**TASKS AND EXERCISES**
1. According to the Weightman biography, why was he expelled from West Point?
2. Return every line of the records that contains the string "instances", matching case exactly.

**SOURCE**
Richard Hanson Weightman (December 28, 1816 – August 10, 1861) was an antebellum delegate to the United States Congress from the Territory of New Mexico. He was also a district commander of the secessionist Missouri State Guard during the American Civil War, and was killed in action at the Battle of Wilson's Creek in Missouri.

Biography
Born in Washington, D.C., where his father Roger C. Weightman later served as mayor, Weightman attended private schools there and in Alexandria, Virginia. He graduated from the University of Virginia at Charlottesville in 1834 and attended the United States Military Academy at West Point, 1835–1837, but was expelled for contemplating a duel. He subsequently studied law and was admitted to the bar in 1841 in the District of Columbia, but did not practice.

Weightman moved to St. Louis, Missouri, and on May 28, 1846, was elected captain of Clark's Battalion, Missouri Volunteer Light Artillery, in the Mexican War, later fighting in the Battle of Sacramento. He served as Additional Paymaster, Volunteers, in the Army in 1848 and 1849 and left the service as a Major. He moved to New Mexico Territory in 1851 and edited a newspaper in Santa Fe. He was appointed agent for Indians in New Mexico in July 1851. While in Santa Fe in August 1854, he killed François Xavier Aubry (December 3, 1824 – August 18, 1854) who was a French Canadian merchant and explorer of the American Southwest. When Aubry drew his revolver, Weightman stabbed Aubry with a Bowie knife.

**RECORD LIST**
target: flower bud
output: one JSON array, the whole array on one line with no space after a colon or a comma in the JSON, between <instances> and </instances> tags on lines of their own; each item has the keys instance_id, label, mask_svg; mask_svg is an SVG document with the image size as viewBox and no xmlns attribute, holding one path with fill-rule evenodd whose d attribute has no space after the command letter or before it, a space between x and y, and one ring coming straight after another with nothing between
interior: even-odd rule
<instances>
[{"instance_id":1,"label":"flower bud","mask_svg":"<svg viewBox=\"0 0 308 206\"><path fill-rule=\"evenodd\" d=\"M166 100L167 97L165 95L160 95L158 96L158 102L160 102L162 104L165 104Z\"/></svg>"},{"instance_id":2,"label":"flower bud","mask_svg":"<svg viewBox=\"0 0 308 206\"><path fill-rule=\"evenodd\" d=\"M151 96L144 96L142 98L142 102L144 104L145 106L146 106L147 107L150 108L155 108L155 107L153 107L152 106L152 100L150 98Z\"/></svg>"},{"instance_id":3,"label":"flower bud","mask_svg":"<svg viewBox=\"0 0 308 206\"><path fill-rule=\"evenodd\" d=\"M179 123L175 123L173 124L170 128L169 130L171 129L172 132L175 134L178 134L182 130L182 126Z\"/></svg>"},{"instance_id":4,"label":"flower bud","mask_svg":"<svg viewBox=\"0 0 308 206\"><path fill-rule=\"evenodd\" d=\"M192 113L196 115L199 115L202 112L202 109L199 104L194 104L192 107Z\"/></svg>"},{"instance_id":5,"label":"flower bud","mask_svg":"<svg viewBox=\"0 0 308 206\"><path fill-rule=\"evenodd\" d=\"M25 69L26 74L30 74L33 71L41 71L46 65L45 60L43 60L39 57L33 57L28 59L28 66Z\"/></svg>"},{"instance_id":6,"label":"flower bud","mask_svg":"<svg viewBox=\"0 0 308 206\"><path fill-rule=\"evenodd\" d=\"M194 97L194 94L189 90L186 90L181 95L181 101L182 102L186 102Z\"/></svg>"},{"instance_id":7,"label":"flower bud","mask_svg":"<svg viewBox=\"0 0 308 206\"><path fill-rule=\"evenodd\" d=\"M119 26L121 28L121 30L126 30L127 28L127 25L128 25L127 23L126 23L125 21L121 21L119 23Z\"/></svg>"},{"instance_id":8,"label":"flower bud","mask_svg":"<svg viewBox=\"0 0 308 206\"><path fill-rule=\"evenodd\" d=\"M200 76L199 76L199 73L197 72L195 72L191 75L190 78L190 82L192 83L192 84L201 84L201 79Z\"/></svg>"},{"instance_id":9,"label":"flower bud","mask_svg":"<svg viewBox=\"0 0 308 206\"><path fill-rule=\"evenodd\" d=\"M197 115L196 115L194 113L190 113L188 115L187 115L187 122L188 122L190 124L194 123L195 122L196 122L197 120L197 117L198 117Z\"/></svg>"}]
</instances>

**EXPECTED OUTPUTS**
1. He was expelled for contemplating a duel.

2.
output: one JSON array, the whole array on one line with no space after a colon or a comma in the JSON, between <instances> and </instances> tags on lines of their own; each item has the keys instance_id, label, mask_svg; mask_svg is an SVG document with the image size as viewBox and no xmlns attribute, holding one path with fill-rule evenodd whose d attribute has no space after the command letter or before it, a space between x and y, and one ring coming straight after another with nothing between
<instances>
</instances>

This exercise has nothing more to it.